Новый Мир ( № 9 2006) - Новый Мир Новый Мир
Шрифт:
Интервал:
Закладка:
Лазуткин соединяет несколько методов в неразрывное целое: ему близки и постконкретистский верлибр, и сложно устроенные, “джазовые” композиции, и объективистское письмо. Ненавязчиво переходя от метода к методу (или микшируя их), Лазуткин создает письмо, исполненное отстраненного и одновременно беззащитно-искреннего лиризма:
летний дождь пахнет пионерским лагерем
и фонтаны не выключают
и так мокро и радостно…
жирный шершень барахтается в луже
потерял бдительность старый неуравновешенный
я пытаюсь раскурить намокшую сигарету
ты — под прозрачным пластиковым навесом
смотришь вверх
и капли останавливаются прямо у глаз
Поэтика стоп-кадра, может быть, даже глянцевой (не гламурной, но альтернативной, некоммерческой) фотографии. Монтаж мимолетных чувствований, проявленных через косвенные признаки. В длинном тексте из этого рождается своего рода клип, в коротком или очень коротком — пунктум, чувственный укол, о котором Ролан Барт писал в книге “Camera lucida”:
в школьные годы
мы пили ликер “Шоколадный”
этикетка
была приклеена
вверх ногами
Алексей Сальников. Стихотворения. Екатеринбург, Издательство Уральского университета, 2004, 34 стр. (“Ex versibus ” ).

☆ ☆ ☆

## ЦЕЛЬ
Продолжите обзор поэзии, начав сразу после его последней строки. Эти записи взяты из другого источника.

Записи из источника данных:
☆ ☆ ☆

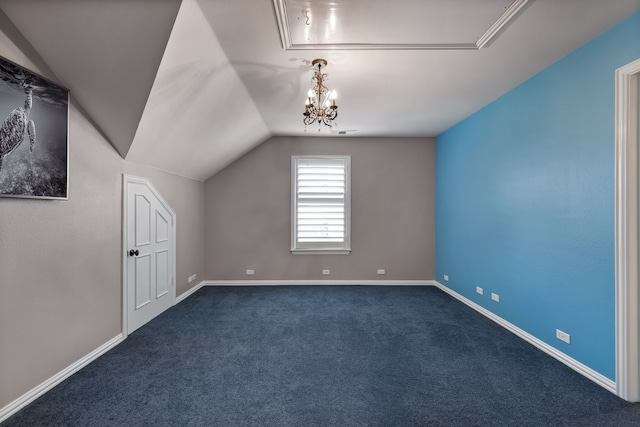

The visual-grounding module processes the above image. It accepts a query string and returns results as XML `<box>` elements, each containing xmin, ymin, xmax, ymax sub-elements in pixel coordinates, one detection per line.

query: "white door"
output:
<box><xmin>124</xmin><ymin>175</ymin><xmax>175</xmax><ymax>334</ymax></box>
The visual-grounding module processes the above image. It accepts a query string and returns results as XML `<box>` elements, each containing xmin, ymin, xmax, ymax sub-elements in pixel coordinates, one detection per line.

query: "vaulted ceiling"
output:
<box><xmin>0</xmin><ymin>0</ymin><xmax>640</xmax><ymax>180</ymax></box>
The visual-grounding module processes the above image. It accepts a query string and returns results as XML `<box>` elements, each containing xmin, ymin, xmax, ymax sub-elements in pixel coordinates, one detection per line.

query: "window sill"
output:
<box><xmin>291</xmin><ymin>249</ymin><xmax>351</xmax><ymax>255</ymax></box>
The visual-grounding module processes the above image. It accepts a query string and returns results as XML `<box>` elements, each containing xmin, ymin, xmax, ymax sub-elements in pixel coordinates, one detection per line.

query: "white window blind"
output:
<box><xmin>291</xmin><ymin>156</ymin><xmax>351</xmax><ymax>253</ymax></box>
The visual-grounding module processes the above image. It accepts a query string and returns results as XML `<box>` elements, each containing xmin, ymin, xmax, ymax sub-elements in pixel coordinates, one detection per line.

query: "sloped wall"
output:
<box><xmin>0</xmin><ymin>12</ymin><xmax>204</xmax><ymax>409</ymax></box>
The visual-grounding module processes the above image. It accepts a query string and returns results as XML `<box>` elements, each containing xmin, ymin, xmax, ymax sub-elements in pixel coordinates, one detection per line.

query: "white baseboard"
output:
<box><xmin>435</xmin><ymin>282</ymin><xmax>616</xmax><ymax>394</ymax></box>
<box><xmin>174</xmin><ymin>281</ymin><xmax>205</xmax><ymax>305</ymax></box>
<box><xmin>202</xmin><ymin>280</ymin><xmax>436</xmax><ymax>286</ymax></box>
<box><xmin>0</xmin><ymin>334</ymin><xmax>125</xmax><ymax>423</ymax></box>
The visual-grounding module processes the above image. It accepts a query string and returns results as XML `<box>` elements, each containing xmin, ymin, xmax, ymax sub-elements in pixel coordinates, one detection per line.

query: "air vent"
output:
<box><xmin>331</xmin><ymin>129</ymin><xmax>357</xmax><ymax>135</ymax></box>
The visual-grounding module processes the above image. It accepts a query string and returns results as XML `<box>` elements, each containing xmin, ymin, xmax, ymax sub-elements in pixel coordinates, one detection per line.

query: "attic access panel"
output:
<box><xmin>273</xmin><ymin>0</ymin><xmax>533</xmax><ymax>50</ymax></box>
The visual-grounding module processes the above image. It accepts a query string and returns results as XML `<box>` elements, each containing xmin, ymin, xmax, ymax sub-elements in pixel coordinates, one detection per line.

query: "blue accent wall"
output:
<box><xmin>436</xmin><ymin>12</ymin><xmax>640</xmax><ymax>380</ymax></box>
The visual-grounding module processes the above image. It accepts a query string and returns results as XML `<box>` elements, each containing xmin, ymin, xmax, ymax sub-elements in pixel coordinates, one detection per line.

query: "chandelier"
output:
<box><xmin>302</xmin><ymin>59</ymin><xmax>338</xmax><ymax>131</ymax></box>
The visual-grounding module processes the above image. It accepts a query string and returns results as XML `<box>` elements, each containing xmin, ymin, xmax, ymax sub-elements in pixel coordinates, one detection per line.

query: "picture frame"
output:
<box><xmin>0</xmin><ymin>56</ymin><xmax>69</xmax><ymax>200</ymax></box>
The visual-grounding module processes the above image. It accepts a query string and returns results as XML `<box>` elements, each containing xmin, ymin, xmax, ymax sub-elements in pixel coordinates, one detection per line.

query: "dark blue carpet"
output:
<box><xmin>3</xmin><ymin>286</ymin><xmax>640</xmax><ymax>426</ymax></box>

☆ ☆ ☆

## РЕЗУЛЬТАТ
Первая книга молодого екатеринбургского поэта, замкнуто существующего и известного только узкому кругу ценителей. Что неправильно.
Здесь можно было бы затеять разговор о нынешнем расцвете уральской поэтической школы. И это совершенно было бы верно — расцвет налицо, — но вот беда, Сальников здесь ни при чем.
Скорее можно говорить о ряде “сиротливых” поэтов, изъятых, по причине характера собственного высказывания, из “местного контекста”, но не до конца вписывающихся и в “контекст столичный”. Это вечные “агенты Москвы” дома и вечные “провинциалы” в “Москве”. Не знаю, может, это трагедия, может, только драма. Мне лично известны два таких поэта — Алексей Денисов из Владивостока, ныне живущий в Москве, и тот же Сальников, который покинул дом, не покидая дома.
Этих двух, прямо скажу, дорогих мне поэтов роднит странное сращение нежности и цинизма, загадочное умение быть здесь и там, непонятный способ делать лирикой нелиричное. Без жесткости интонации (хотя порой и с матюгами). Без объяснения. С избытком сюрреалистической образности, каковая выступает знаком личного, пропитанного болью и чувством переживания. Без ложного пафоса. Холодные и горячие одновременно, главное — не теплые (обычно, кстати, это преодоление “теплоты” пытаются достигать с помощью избыточной интонации, и так получается вранье):
Пробовала пальцами ноги
Хвою на горячем подбородке
Темноты, где в черепной коробке
Тщательно живут часовщики,
А воде повыбивало пробки,
А деревья, подходя к столу,
Нюхают и вкладывают угол,
При котором и смешно и туго
Смерти обоюдную пилу
Двигать относительно друг друга.
Бывает соположение образов роскошествующее, барочное, вроде Алексея Парщикова или Сергея Соловьева. А тут — нищета, возвышенная и настолько глубинная, что мурашки по коже и хочется быть в этих стихах.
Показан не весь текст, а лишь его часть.